POV-Ray: Newsgroups: povray.off-topic: A min-heap: A min-heap

POV-Ray : Newsgroups : povray.off-topic : A min-heap : A min-heap		Server Time 12 Jul 2025 16:34:53 EDT (-0400)
From: Invisible
Date: 12 Oct 2010 09:49:29
Message: <4cb46769$1@news.povray.org>
Ever since I read that book I got for Christmas, I've been carrying 
around this implementation of a minimum-heap ("min-heap") in my head. 
The design always seemed quite neat to me, and it seemed to have 
impressive properties. But today I sat down to actually put those 
properties to the test.

I've written a short program that randomly inserts and deletes elements 
from the heap and measures how badly unbalanced the heap tree is. As per 
my expectations, it seems that inserting produces nicely balanced trees. 
Somewhat surprisingly, I have discovered that deletions can produce 
arbitrarily unbalanced trees.

The actual algorithm can be succinctly described thus:

   data Heap x = Node x (Heap x) (Heap x) | Empty

   insert x' (Node x h0 h1) = Node (min x x') (insert (max x x') h1) h0
   insert x' (Empty       ) = Node x' Empty Empty

   get_min (Node x _ _) = x
   get_min (Empty     ) = error "empty heap"
◇ ◇ ◇
* Objectives
A. In the min-heap post, what did the poster discover that deletions can produce?
B. Extend the min-heap post from where it stops.

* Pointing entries
◇ ◇ ◇
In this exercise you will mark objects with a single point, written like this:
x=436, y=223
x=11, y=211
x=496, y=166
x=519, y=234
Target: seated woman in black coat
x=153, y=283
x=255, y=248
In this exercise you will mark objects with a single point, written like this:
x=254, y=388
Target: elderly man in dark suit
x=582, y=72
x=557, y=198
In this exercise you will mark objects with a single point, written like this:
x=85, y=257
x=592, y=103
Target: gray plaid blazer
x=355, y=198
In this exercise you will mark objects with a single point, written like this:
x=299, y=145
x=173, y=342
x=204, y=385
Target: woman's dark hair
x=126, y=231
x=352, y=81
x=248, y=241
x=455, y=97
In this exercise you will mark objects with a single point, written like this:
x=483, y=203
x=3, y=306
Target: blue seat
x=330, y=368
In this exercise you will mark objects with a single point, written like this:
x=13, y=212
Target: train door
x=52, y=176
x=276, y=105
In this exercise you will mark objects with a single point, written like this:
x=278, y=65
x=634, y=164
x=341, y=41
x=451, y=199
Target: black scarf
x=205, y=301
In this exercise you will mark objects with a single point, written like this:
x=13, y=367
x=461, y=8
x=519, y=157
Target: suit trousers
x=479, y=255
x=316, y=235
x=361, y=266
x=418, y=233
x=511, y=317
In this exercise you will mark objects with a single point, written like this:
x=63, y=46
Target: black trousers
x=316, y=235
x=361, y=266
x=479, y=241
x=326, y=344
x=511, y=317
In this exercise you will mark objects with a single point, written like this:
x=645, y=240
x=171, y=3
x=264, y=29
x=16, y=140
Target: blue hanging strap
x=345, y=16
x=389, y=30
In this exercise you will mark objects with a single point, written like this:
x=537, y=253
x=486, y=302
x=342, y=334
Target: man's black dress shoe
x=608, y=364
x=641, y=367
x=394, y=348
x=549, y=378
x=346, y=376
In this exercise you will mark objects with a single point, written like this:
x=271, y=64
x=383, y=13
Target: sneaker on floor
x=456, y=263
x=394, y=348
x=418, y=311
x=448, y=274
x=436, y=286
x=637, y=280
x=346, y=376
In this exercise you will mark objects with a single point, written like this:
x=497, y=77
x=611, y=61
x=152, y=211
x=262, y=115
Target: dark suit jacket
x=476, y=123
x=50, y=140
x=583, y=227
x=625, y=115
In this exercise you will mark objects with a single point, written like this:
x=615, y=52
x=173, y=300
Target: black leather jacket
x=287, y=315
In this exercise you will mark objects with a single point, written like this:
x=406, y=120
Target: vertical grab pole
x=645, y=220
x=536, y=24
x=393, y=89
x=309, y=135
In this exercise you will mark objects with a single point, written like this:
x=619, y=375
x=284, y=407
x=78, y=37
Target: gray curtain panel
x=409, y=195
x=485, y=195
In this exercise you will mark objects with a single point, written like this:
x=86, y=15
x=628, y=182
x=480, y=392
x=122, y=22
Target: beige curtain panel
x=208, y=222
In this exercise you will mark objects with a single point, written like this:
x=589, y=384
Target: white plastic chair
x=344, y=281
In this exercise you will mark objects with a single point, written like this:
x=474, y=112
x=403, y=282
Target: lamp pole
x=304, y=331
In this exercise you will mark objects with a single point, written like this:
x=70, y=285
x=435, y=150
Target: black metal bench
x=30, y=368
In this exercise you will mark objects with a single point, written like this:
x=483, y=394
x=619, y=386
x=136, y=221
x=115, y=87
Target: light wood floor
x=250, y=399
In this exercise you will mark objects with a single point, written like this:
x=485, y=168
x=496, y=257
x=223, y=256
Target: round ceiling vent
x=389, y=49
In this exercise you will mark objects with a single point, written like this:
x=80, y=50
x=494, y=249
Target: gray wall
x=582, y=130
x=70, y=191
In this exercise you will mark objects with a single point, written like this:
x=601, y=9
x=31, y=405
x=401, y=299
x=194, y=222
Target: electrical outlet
◇ ◇ ◇
* Exercise results
A. Arbitrarily unbalanced trees.

B.
   delete_min (Node _ h0 h1) = merge h0 h1
   delete_min (Empty       ) = error "empty heap"

   merge Empty h1    = h1
   merge h0    Empty = h0
   merge h0    h1    =
     if get_min h0 < get_min h1
       then Node (get_min h0) h1 (delete_min h0)
       else Node (get_min h1) h0 (delete_min h1)

For those who do not grok Haskell, let me summarise thus:

1. A heap is simply a binary tree where every node contains one datum 
and has between 0 and 2 children.

2. Insert:
   - Inserting into an empty heap yields a trivial 1-node tree.
   - Inserting into a non-empty heap proceeds as follows:
    A. Construct a new tree node containing the smaller of the existing 
root element and the new element to be inserted.
    B. The right child of the new node is the left child of the original 
root node.
    C. The left child of the new node is constructed by recursively 
inserting the larger of the two elements into the previous right subtree.

3. Get minimum element: Just return the datum from the root node of the 
tree.

4. Delete minimum element: Just take the two subtrees of the root node 
and heap-merge them.

5. Heap merge:
   - Merging a heap with an empty heap is no-op.
   - To marge two non-empty heaps:
     A. Determine which heap has the lowest datum in its root node.
     B. Put the lowest datum into the new root node, and recursively 
delete it from the subtree you got it from.

It might just be me, but I can't help noticing how the English 
description is vastly more wordy yet less precise than the source code. 
But anyway...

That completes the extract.